I have a data frame that looks like this:
#df
ID DRUG FED AUC0t Tmax Cmax
1 1 0 100 5 20
2 1 1 200 6 25
3 0 1 NA 2 30
4 0 0 150 6 65
Ans so on. I want to summarize some statistics on AUC, Tmax and Cmax by drug DRUG
and FED STATUS FED
. I use dplyr. For example: for the AUC:
CI90lo <- function(x) quantile(x, probs=0.05, na.rm=TRUE)
CI90hi <- function(x) quantile(x, probs=0.95, na.rm=TRUE)
summary <- df %>%
group_by(DRUG,FED) %>%
summarize(mean=mean(AUC0t, na.rm=TRUE),
low = CI90lo(AUC0t),
high= CI90hi(AUC0t),
min=min(AUC0t, na.rm=TRUE),
max=max(AUC0t,na.rm=TRUE),
sd= sd(AUC0t, na.rm=TRUE))
However, the output is not grouped by DRUG and FED. It gives only one line containing the statistics of all by not faceted on DRUG and FED.
Any idea why? and how can I make it do the right thing?
I believe you've loaded plyr after dplyr, which is why you are getting an overall summary instead of a grouped summary.
This is what happens with plyr loaded last.
library(dplyr)
library(plyr)
df %>%
group_by(DRUG,FED) %>%
summarize(mean=mean(AUC0t, na.rm=TRUE),
low = CI90lo(AUC0t),
high= CI90hi(AUC0t),
min=min(AUC0t, na.rm=TRUE),
max=max(AUC0t,na.rm=TRUE),
sd= sd(AUC0t, na.rm=TRUE))
mean low high min max sd
1 150 105 195 100 200 50
Now remove plyr and try again and you get the grouped summary.
detach(package:plyr)
df %>%
group_by(DRUG,FED) %>%
summarize(mean=mean(AUC0t, na.rm=TRUE),
low = CI90lo(AUC0t),
high= CI90hi(AUC0t),
min=min(AUC0t, na.rm=TRUE),
max=max(AUC0t,na.rm=TRUE),
sd= sd(AUC0t, na.rm=TRUE))
Source: local data frame [4 x 8]
Groups: DRUG
DRUG FED mean low high min max sd
1 0 0 150 150 150 150 150 NaN
2 0 1 NaN NA NA NA NA NaN
3 1 0 100 100 100 100 100 NaN
4 1 1 200 200 200 200 200 NaN
A variant of aosmith's answer that might help some folks out. Direct R to call dplyr's functions directly. Good trick when one package interferes with another.

================================

--- Tasks for this exercise ---
1. Rewrite the dplyr thread starting with "I have a data" and going on through "quantile(x, probs=0.95, na.rm=TRUE)", switching "data frame" for "tibble".
2. In the dplyr thread, what does the reply give as the cause of getting an overall summary instead of a grouped one?
3. Write the next part of the dplyr thread, picking up after its final sentence.

--- Exercise data ---
================================

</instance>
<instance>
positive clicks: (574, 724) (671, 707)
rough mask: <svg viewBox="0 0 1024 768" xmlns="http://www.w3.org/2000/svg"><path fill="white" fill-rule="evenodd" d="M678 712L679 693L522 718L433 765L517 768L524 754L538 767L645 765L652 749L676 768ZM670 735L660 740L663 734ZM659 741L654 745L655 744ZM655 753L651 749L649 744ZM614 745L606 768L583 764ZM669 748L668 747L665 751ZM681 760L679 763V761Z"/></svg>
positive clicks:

================================

--- Answers for each item ---
1.
I have a tibble that looks like this:
#df
ID DRUG FED AUC0t Tmax Cmax
1 1 0 100 5 20
2 1 1 200 6 25
3 0 1 NA 2 30
4 0 0 150 6 65
Ans so on. I want to summarize some statistics on AUC, Tmax and Cmax by drug DRUG
and FED STATUS FED
. I use dplyr. For example: for the AUC:
CI90lo <- function(x) quantile(x, probs=0.05, na.rm=TRUE)
CI90hi <- function(x) quantile(x, probs=0.95, na.rm=TRUE)

2. Loading plyr after dplyr.

3.
df %>%
dplyr::group_by(DRUG,FED) %>%
dplyr::summarize(mean=mean(AUC0t, na.rm=TRUE),
low = CI90lo(AUC0t),
high= CI90hi(AUC0t),
min=min(AUC0t, na.rm=TRUE),
max=max(AUC0t,na.rm=TRUE),
sd= sd(AUC0t, na.rm=TRUE))
Or you could consider using data.table
library(data.table)
setDT(df) # set the data frame as data table
df[, list(mean = mean(AUC0t, na.rm=TRUE),
low = CI90lo(AUC0t),
high = CI90hi(AUC0t),
min = as.double(min(AUC0t, na.rm=TRUE)),
max = as.double(max(AUC0t, na.rm=TRUE)),
sd = sd(AUC0t, na.rm=TRUE)),
by=list(DRUG, FED)]
# DRUG FED mean low high min max sd
# 1: 1 0 100 100 100 100 100 NA
# 2: 1 1 200 200 200 200 200 NA
# 3: 0 1 NaN NA NA Inf -Inf NA
# 4: 0 0 150 150 150 150 150 NA
# Warning messages:
# 1: In min(AUC0t, na.rm = TRUE) :
# no non-missing arguments to min; returning Inf
# 2: In max(AUC0t, na.rm = TRUE) :
# no non-missing arguments to max; returning -Inf
Try sqldf is best way and easy to learn for grouping the data.
Below is example to your need.all kinds of data sample grouping sqldf library is very helpful.
install.packages("sqldf")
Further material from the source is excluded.